That is the whole issue of quantum mechanics, forget about your "common sense intution", do the formalism and compare to experiments.

As I wrote in my post just 5seconds ago, this "counter-intuitive" thing has to do with the commutator between x and p. Which is a quite intutive one, from mathematics, it is just the imaginary unit times the classical poisson-bracket of x and p...
 
  • #6
unseensoul said:
Where does the uncertainty principle apply to? Elementary particles and photons?
It applies to all non-commuting observables. Now that may not mean much to you but if you learn the five (depending on how you count them) basic axioms of QM and a little linear algebra then it will.
unseensoul said:
Why is it impossible to measure both position and momentum precisely?
Well the question "why?" is being misused here. The "why?" question only makes sense in the context of a theory. That being said, it isn't impossible. What is impossible, according to QM theory, is to make such simultaneous measurements. In the language of the QM axioms the observables (position and momentum in this case but there are others) must share common eigenstates (ie their operators must commute) in order that measurements of the observables can be made simultaneously.

#####

• **WHAT YOU NEED TO DO**:
1. Print the part of the uncertainty principle discussion between "That is the" and "then it will.", inclusive.
2. Answer these questions from the uncertainty principle discussion:
(a) What does the commutator between x and p equal?
(b) How many basic axioms of QM are mentioned?
(c) In what context does the "why?" question make sense?
3. Decide whether each statement agrees with the uncertainty principle discussion. Answer yes or no, and quote the words that decide it.
(a) The uncertainty principle applies only to elementary particles and photons.
(b) Observables must share common eigenstates for their measurements to be made simultaneously.
(c) According to QM theory, position and momentum can be measured simultaneously.
The rows that follow are separate material, unrelated to the uncertainty principle discussion.

Object pointing dataset rows
#####

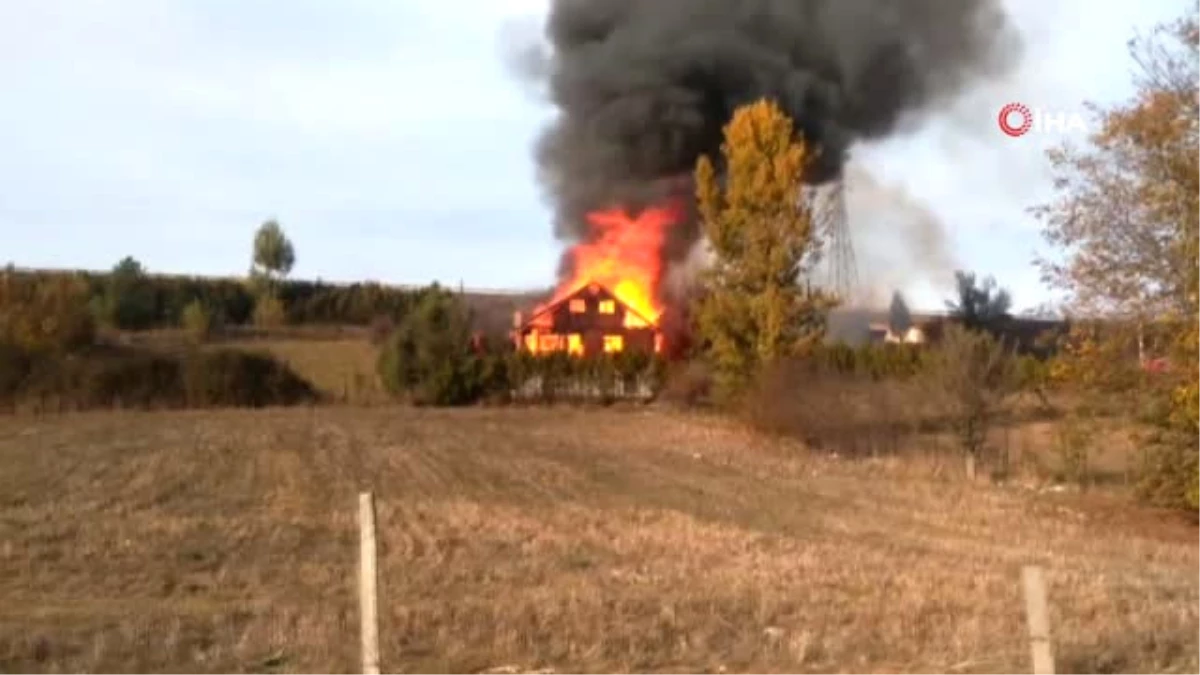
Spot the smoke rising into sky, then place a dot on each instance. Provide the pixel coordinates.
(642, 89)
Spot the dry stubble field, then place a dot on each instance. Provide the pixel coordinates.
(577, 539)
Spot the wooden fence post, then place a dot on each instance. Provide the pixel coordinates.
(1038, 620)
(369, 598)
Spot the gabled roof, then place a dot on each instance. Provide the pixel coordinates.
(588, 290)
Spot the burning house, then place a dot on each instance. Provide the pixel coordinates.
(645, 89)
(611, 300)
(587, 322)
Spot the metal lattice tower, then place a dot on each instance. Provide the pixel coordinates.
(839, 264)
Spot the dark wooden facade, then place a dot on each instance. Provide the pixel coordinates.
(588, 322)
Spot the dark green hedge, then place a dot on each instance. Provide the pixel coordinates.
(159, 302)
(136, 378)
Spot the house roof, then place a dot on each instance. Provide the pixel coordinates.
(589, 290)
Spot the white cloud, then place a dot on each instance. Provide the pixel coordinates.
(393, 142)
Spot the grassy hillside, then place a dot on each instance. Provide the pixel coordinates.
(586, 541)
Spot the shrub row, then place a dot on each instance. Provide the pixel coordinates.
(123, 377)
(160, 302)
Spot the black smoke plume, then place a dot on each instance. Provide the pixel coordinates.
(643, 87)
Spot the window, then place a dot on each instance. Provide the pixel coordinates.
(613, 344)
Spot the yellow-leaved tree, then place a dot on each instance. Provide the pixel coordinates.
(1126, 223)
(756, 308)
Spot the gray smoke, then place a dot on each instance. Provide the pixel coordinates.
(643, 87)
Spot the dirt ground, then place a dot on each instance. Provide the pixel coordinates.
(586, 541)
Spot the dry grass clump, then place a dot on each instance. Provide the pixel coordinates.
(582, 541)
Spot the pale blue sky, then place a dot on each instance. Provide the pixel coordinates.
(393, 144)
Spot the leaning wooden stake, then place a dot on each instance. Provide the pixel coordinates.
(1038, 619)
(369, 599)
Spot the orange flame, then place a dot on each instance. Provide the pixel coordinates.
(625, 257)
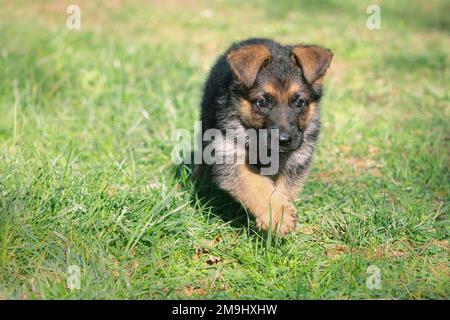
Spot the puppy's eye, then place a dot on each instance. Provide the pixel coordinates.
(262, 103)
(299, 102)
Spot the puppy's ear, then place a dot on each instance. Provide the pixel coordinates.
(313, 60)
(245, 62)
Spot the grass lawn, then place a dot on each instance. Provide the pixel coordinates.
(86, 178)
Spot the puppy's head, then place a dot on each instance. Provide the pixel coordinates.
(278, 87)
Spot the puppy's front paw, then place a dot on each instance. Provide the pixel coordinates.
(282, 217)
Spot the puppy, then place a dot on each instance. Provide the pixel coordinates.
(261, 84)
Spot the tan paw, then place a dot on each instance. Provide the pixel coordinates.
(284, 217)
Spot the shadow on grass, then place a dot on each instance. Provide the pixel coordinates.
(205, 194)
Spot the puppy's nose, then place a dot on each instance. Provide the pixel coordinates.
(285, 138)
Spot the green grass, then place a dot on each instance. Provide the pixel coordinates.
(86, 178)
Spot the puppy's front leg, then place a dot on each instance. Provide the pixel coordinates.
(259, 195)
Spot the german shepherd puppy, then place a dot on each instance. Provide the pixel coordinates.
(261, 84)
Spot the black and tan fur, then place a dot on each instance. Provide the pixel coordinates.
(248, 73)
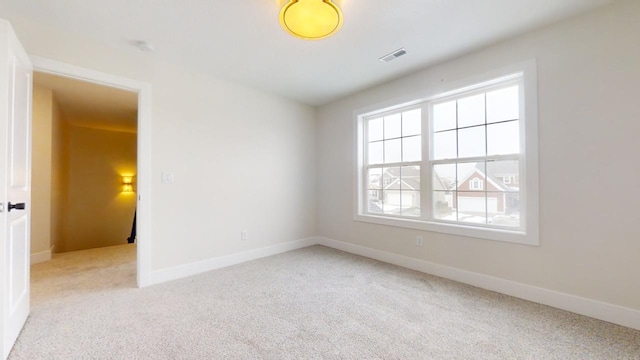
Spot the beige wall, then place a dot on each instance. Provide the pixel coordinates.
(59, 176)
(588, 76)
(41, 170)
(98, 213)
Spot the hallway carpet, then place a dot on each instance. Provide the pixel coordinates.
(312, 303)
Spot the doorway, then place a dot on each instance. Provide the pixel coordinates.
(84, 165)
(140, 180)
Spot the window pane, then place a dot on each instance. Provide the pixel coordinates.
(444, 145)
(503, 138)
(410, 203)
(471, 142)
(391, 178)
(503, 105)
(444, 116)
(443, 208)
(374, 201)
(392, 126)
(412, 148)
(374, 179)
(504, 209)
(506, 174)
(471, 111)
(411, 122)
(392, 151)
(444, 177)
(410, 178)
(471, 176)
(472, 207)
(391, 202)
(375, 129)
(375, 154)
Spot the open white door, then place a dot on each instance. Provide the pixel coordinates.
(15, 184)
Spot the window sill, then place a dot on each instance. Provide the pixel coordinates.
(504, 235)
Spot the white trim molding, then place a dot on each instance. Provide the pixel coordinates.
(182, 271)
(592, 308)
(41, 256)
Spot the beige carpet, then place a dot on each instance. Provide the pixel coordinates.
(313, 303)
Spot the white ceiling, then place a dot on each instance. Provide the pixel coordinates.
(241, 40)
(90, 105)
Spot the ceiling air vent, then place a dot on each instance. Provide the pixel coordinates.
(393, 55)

#####

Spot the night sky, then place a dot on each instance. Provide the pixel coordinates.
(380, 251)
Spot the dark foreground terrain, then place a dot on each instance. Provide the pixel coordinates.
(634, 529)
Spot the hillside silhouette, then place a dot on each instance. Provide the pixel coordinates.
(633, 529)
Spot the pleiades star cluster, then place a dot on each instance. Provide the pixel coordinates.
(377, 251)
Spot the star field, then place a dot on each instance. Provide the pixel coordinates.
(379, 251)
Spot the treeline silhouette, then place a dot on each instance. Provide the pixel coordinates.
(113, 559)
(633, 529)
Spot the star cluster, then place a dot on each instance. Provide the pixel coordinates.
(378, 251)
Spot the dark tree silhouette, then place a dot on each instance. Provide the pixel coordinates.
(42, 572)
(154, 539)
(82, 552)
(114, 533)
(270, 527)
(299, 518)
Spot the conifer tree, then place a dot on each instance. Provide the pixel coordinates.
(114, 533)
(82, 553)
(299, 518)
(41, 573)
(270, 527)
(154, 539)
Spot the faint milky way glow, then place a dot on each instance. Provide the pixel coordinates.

#####

• **ANSWERS PROVIDED**:
1.
That is the whole issue of quantum mechanics, forget about your "common sense intution", do the formalism and compare to experiments.

As I wrote in my post just 5seconds ago, this "counter-intuitive" thing has to do with the commutator between x and p. Which is a quite intutive one, from mathematics, it is just the imaginary unit times the classical poisson-bracket of x and p...
 
  • #6
unseensoul said:
Where does the uncertainty principle apply to? Elementary particles and photons?
It applies to all non-commuting observables. Now that may not mean much to you but if you learn the five (depending on how you count them) basic axioms of QM and a little linear algebra then it will.

2.
(a) The imaginary unit times the classical poisson-bracket of x and p.
(b) Five, depending on how you count them.
(c) In the context of a theory.

3.
(a) No: "It applies to all non-commuting observables."
(b) Yes: "the observables (position and momentum in this case but there are others) must share common eigenstates (ie their operators must commute) in order that measurements of the observables can be made simultaneously."
(c) No: "What is impossible, according to QM theory, is to make such simultaneous measurements."